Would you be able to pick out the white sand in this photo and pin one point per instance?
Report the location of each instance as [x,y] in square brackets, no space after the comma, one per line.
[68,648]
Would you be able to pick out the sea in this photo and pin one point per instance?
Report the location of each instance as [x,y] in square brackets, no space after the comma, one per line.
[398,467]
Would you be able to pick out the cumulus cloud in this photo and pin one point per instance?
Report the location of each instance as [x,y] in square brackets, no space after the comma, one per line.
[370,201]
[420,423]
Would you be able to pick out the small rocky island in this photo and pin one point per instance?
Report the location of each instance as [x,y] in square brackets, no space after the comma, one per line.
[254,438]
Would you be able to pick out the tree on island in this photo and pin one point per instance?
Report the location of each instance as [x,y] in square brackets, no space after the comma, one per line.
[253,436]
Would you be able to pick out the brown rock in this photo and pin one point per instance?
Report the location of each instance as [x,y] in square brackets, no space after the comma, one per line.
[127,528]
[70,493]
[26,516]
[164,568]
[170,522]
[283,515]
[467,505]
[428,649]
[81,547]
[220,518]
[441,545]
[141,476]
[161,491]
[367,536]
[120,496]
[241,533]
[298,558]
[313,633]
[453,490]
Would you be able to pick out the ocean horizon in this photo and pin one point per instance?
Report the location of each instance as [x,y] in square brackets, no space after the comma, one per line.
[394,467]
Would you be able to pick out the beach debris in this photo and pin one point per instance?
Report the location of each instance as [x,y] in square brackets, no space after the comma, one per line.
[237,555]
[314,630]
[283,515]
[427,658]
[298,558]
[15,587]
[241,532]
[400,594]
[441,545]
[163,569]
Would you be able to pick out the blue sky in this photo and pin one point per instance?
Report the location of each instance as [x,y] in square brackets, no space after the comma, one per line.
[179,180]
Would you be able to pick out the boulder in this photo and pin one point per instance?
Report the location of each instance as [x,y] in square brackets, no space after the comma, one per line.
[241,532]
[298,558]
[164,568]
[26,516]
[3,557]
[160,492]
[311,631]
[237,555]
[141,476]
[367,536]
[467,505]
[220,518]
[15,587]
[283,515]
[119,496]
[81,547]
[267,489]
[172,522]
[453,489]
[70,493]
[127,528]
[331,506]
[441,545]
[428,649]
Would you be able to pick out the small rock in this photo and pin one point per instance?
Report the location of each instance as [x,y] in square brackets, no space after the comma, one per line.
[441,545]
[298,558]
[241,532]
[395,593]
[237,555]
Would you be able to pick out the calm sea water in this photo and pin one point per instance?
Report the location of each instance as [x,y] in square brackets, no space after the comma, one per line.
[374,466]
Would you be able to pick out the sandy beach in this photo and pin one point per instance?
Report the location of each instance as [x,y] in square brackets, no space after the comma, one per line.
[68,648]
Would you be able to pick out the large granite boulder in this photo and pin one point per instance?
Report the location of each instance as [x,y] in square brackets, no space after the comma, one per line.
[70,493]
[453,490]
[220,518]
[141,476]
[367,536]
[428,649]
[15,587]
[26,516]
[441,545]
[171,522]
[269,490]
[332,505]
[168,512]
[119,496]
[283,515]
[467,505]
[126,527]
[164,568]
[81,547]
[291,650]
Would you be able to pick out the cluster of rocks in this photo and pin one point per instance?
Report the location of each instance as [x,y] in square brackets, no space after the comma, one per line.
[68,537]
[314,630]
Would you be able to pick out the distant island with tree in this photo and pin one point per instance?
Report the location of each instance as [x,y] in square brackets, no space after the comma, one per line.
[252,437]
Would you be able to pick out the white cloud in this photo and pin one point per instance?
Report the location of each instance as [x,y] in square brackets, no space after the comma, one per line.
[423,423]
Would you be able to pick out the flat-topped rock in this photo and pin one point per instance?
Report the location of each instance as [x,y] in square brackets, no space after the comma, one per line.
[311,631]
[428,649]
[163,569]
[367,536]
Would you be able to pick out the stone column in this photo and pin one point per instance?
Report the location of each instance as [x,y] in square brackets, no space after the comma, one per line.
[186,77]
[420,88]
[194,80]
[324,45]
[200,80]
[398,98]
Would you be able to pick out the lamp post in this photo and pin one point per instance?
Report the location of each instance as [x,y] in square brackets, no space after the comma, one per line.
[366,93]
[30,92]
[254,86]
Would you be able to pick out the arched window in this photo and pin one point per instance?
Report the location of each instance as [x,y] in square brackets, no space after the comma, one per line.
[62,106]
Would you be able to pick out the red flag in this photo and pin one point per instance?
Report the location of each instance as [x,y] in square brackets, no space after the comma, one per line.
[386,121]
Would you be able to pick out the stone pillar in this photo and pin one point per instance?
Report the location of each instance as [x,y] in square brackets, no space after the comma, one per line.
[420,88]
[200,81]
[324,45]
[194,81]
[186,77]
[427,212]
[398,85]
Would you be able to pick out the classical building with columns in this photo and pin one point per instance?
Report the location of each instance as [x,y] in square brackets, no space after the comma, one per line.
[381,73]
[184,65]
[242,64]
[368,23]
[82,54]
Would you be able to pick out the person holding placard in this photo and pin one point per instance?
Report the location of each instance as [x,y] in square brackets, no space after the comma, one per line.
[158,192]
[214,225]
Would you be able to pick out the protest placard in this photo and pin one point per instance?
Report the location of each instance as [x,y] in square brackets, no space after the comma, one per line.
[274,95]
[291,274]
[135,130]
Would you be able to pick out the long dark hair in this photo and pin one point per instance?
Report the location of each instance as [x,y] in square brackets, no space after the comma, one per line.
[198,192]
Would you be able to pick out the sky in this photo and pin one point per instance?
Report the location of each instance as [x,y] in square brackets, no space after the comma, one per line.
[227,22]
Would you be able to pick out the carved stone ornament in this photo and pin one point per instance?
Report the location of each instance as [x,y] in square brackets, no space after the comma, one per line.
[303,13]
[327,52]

------------------------------------------------

**Exercise:** Only the lines from the one containing "Would you be able to pick out the stone pillar" to the end of the data should be printed, exactly as they stand.

**The output:**
Would you be able to pick out the stone pillar in this photo and pin one point per instance?
Report the location of each instance as [x,y] in square brackets, no space after the comma, one per line.
[420,88]
[200,81]
[324,45]
[194,81]
[186,77]
[427,212]
[398,85]
Would you be able to pick out the classical building with columns in this photo and pin one point per instance?
Report the location of each instance as [x,y] in square brackets, no space after the comma, one per line.
[381,73]
[184,65]
[242,64]
[368,23]
[82,54]
Would you be able to pick out the person holding placard in this photo and pin one point per instance?
Report the location of each instance as [x,y] in square brackets, no space after the comma, one per line.
[158,192]
[214,225]
Would you be able to pick out the protest placard in this photo and pin one point per instance?
Report the location of each instance as [x,y] in square brackets, no space after the comma, one per line.
[274,95]
[291,274]
[135,130]
Would you be able to pick out the long dark hair in this photo and pin one point per instance?
Report the location of each instance as [x,y] in square brackets, no space after the comma, one per line.
[198,192]
Would you be able to pick out the sky in this photo and pin one point per instance?
Report the location of each instance as [x,y] in square brackets, no space after the comma, one per line.
[227,22]
Would you be able to pick out the carved stone ornament in this photo and pin one point per instance?
Report the location of each instance as [x,y] in square brackets, no space after the comma, one per line.
[303,13]
[327,52]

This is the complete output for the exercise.